++++ RECORD EXCERPTS

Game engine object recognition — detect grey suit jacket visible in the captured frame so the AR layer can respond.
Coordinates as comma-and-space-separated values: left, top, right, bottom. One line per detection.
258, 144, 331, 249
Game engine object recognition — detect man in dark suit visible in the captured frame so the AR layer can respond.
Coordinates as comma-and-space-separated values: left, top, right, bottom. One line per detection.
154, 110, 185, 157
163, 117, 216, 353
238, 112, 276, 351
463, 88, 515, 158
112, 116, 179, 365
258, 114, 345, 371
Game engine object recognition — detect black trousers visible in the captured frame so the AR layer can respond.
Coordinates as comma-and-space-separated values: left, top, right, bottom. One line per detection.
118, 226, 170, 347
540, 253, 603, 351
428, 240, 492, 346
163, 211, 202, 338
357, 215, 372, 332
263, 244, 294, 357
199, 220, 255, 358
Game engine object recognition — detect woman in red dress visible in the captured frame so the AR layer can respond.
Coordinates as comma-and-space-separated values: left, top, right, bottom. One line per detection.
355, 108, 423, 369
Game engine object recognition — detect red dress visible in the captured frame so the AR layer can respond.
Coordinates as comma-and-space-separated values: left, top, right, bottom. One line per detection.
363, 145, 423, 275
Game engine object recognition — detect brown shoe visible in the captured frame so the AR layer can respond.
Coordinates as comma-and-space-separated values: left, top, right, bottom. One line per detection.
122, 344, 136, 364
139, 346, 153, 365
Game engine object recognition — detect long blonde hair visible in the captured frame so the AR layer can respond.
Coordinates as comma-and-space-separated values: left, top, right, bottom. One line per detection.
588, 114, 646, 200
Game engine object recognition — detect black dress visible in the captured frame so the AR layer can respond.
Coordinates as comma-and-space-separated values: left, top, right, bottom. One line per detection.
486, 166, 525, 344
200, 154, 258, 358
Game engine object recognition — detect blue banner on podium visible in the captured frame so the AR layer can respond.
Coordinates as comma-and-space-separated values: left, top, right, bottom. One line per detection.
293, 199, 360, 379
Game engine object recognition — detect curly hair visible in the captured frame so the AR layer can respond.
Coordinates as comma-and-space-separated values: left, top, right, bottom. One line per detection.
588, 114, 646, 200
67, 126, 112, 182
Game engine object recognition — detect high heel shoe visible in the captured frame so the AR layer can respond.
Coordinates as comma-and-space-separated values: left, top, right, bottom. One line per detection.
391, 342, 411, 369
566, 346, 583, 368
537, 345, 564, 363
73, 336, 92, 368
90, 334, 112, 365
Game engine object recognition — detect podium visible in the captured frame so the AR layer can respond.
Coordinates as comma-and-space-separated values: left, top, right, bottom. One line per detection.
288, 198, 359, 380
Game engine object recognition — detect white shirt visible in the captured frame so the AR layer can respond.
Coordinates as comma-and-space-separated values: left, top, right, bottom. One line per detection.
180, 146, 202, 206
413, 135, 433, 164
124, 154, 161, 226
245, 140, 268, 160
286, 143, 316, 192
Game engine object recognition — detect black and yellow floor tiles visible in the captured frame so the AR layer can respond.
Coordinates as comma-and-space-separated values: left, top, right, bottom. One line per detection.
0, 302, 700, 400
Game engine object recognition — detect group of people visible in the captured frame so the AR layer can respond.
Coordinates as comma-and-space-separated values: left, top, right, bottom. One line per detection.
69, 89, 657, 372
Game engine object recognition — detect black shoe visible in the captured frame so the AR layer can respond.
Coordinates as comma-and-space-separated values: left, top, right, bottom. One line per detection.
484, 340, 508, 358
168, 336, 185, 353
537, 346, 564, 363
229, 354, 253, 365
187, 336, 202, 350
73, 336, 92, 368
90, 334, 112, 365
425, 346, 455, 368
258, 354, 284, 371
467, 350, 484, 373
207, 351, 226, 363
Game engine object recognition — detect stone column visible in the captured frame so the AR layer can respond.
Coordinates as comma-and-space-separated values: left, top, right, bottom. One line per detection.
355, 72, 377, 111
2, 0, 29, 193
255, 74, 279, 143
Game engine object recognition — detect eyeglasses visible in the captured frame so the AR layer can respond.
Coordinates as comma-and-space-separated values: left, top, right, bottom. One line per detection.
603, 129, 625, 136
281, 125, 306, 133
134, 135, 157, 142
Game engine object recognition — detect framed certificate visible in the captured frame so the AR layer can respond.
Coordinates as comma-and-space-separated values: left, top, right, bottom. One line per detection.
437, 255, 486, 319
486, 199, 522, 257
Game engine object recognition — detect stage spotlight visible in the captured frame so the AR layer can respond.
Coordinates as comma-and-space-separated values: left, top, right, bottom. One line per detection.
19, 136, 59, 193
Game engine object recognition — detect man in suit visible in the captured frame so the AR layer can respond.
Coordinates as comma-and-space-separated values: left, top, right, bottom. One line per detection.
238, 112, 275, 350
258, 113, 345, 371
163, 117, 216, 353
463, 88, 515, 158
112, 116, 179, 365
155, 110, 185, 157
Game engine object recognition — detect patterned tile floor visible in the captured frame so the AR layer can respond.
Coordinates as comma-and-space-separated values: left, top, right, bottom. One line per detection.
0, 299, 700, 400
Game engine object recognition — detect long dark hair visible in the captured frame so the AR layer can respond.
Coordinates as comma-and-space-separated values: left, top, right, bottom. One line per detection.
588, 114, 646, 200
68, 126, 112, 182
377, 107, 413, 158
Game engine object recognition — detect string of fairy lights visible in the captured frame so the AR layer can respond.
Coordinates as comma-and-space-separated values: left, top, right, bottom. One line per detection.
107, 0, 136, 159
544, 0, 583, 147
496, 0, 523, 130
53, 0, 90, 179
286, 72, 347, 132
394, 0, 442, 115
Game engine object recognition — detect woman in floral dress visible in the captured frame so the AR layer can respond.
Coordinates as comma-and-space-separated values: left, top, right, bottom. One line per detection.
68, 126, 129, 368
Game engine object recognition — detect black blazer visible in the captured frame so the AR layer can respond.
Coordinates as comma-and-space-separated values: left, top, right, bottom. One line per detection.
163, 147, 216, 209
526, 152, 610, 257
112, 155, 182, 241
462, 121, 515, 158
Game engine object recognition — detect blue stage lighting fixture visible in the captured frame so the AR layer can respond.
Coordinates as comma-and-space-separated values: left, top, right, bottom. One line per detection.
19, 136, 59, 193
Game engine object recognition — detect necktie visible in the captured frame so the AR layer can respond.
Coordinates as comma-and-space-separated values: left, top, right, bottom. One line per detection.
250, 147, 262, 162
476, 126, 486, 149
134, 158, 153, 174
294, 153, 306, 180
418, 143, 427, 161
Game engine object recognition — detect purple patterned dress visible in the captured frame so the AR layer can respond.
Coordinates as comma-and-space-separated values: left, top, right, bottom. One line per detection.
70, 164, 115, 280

++++++++

Write out the whole listing above again, keeping every line unchanged.

Game engine object recognition — detect grey suit jacket visible in the captured frame so the AR layer can respond.
Coordinates as comma-and-space-separated values: left, top, right, bottom. One line per detection.
258, 144, 331, 249
Game engine object recognition — detect man in dark suit visible in the captured frame so the AR layer can respond.
Coordinates as comma-and-space-separated values: left, top, right, bottom. One line per detection.
154, 110, 185, 157
163, 117, 216, 353
238, 112, 276, 351
463, 88, 515, 158
112, 116, 179, 365
258, 114, 345, 371
Game engine object recognition — detect black trousers visible in the captured frame so the AR layer can respond.
Coordinates as comma-and-space-separated values: left, top, right, bottom. One line per detection.
118, 226, 170, 347
540, 253, 603, 351
428, 240, 492, 346
163, 211, 202, 338
357, 215, 372, 332
263, 244, 294, 357
199, 220, 255, 358
Game engine object recognition — detect woman in red dress visible in the captured frame so the AR layer can respond.
Coordinates as comma-and-space-separated values: left, top, right, bottom. One line per detection.
355, 108, 423, 369
Game engine object recognition — detect red dress visible in the captured frame so the AR layer can respond.
Coordinates as comma-and-space-separated values: left, top, right, bottom. One line per detection.
363, 145, 423, 275
Game engine object recognition — detect brown shoe visible in the captured frame so the AR layer can respond.
Coordinates as comma-and-space-separated values: left, top, right, bottom. One line per detection.
122, 344, 136, 364
139, 346, 153, 365
Game engine object recognition — detect long blonde hair visible in the captured frame so the AR layer can respond.
Coordinates as comma-and-space-separated values: left, top, right, bottom. One line per detection.
588, 114, 646, 200
Game engine object recognition — detect black dress visible in the captured frame so the AR layer can respond.
Coordinates as comma-and-space-separated values: left, top, right, bottom. One line per detection.
486, 166, 525, 344
200, 154, 258, 358
Game engine object recognition — detect blue banner on podium visible in the captured frame so the AR layer can respond.
Coordinates as comma-and-space-separated values: left, top, right, bottom. One line per detection.
293, 199, 360, 379
Game engine object recognition — detect curly hair visible in the captured frame so the AR layer can respond.
Coordinates as comma-and-space-separated values: left, top, right, bottom. One line per detection.
588, 114, 646, 200
67, 126, 112, 182
Game engine object recognition — detect high heel shoe visible in the captured frame so the AR layer can respond.
Coordinates as comma-and-space-separated values: left, top, right, bottom. One line per detection.
391, 342, 411, 369
566, 346, 583, 368
537, 345, 564, 363
73, 336, 92, 368
90, 334, 112, 365
Game engine object recognition — detect podium visible in the captured frame so the AR layer can respond.
Coordinates as comma-and-space-separated values: left, top, right, bottom. One line per detection.
288, 198, 359, 380
Game engine object recognition — detect white shirt visible in the captured frame so the AR layer can respond.
Coordinates as comma-and-space-separated values: left, top, right, bottom. One line per detection.
180, 146, 202, 206
413, 135, 433, 164
124, 154, 161, 226
245, 140, 268, 160
286, 143, 316, 192
Game engine object recognition — detect black and yellow floor tiles visible in the captured frame so the AR layer can respond.
Coordinates as comma-and-space-separated values: left, top, right, bottom. One line per detection.
0, 302, 700, 400
Game engine object recognition — detect group of people visible in the captured frame so the AR layer can respond.
Coordinates as comma-and-space-separated values: left, top, right, bottom. One line per detection.
69, 89, 657, 372
Game engine object recognition — detect black shoe visible in the captured frame so the AR layer can respond.
Coordinates as comma-and-space-separated values: left, top, right, bottom. One line per detection.
484, 340, 508, 358
168, 336, 185, 353
537, 346, 564, 363
229, 354, 253, 365
187, 336, 202, 350
73, 336, 92, 368
90, 334, 112, 365
425, 346, 455, 368
258, 354, 284, 371
467, 350, 484, 373
207, 351, 226, 363
Game engine object recognition — detect stone column visible in the captured frame so the AR layer can respond.
Coordinates as comma-and-space-separated values: left, top, right, bottom. One line per detection.
355, 72, 377, 111
2, 0, 29, 193
255, 74, 279, 143
Game engine object recognition — detect eyeglasses visible in the captured frame so the AR layer can respond.
Coordinates as comma-and-space-separated values: left, top, right, bottom. One line per detection.
603, 129, 625, 136
281, 125, 306, 133
134, 135, 157, 142
Game engine object recognition — detect framed certificate visible in the captured frame so the AR layer can respond.
Coordinates as comma-and-space-separated values: left, top, right, bottom. One line per detection.
437, 255, 486, 319
486, 199, 522, 257
Game engine object recognition — detect stage spotlight visible in the captured frame so the AR layer can respond.
Coordinates as comma-and-space-separated values: left, top, right, bottom. One line per detection.
19, 136, 59, 193
Game engine object recognition — detect man in suit visible in the captured frame so the AR layer can respond.
Coordinates as comma-and-space-separated values: left, top, right, bottom. One line per detection.
238, 112, 275, 350
258, 113, 345, 371
163, 117, 216, 353
463, 88, 515, 158
112, 116, 179, 365
155, 110, 185, 157
Game engine object recognition — detect patterned tile floor visible in the captured frame so the AR layer can respond.
Coordinates as comma-and-space-separated values: left, top, right, bottom. One line per detection.
0, 299, 700, 400
Game engine object recognition — detect long dark hair visible in the captured frame so the AR layer can respond.
Coordinates as comma-and-space-separated values: left, top, right, bottom. One line per detection.
588, 114, 646, 200
68, 126, 112, 182
377, 107, 413, 158
Game engine object recognition — detect string of fairy lights visible in the captured frame so the AR layer can respond.
Coordinates as comma-and-space-separated values: left, top, right, bottom. One line per detection.
107, 0, 136, 159
544, 0, 583, 147
496, 0, 523, 130
53, 0, 90, 179
286, 72, 347, 132
394, 0, 442, 115
Game engine object recognition — detect woman in floral dress visible in the captured frame so the AR layer can respond.
Coordinates as comma-and-space-separated values: left, top, right, bottom. One line per detection.
68, 126, 129, 368
Game engine object recognition — detect black blazer visible in the captured frame so the AR layer can respond.
Coordinates as comma-and-space-separated values: left, top, right, bottom. One line per detection.
163, 147, 216, 209
526, 152, 610, 257
112, 155, 182, 241
462, 121, 515, 158
Game engine object recognition — detect blue stage lighting fixture visible in the captured frame so the AR layer can respond.
Coordinates as comma-and-space-separated values: left, top, right, bottom. One line per detection.
19, 136, 59, 193
Game engine object recognition — detect necktie visible in the captured frame so the AR layer can respond.
Coordinates as comma-and-space-separated values: left, top, right, bottom. One line per detection.
250, 147, 262, 162
476, 126, 486, 149
134, 158, 153, 174
294, 153, 306, 180
418, 143, 427, 161
Game engine object recognition — detect purple patterned dress visible in the captured frame so the AR layer can respond.
Coordinates as comma-and-space-separated values: left, top, right, bottom. One line per detection.
70, 164, 115, 280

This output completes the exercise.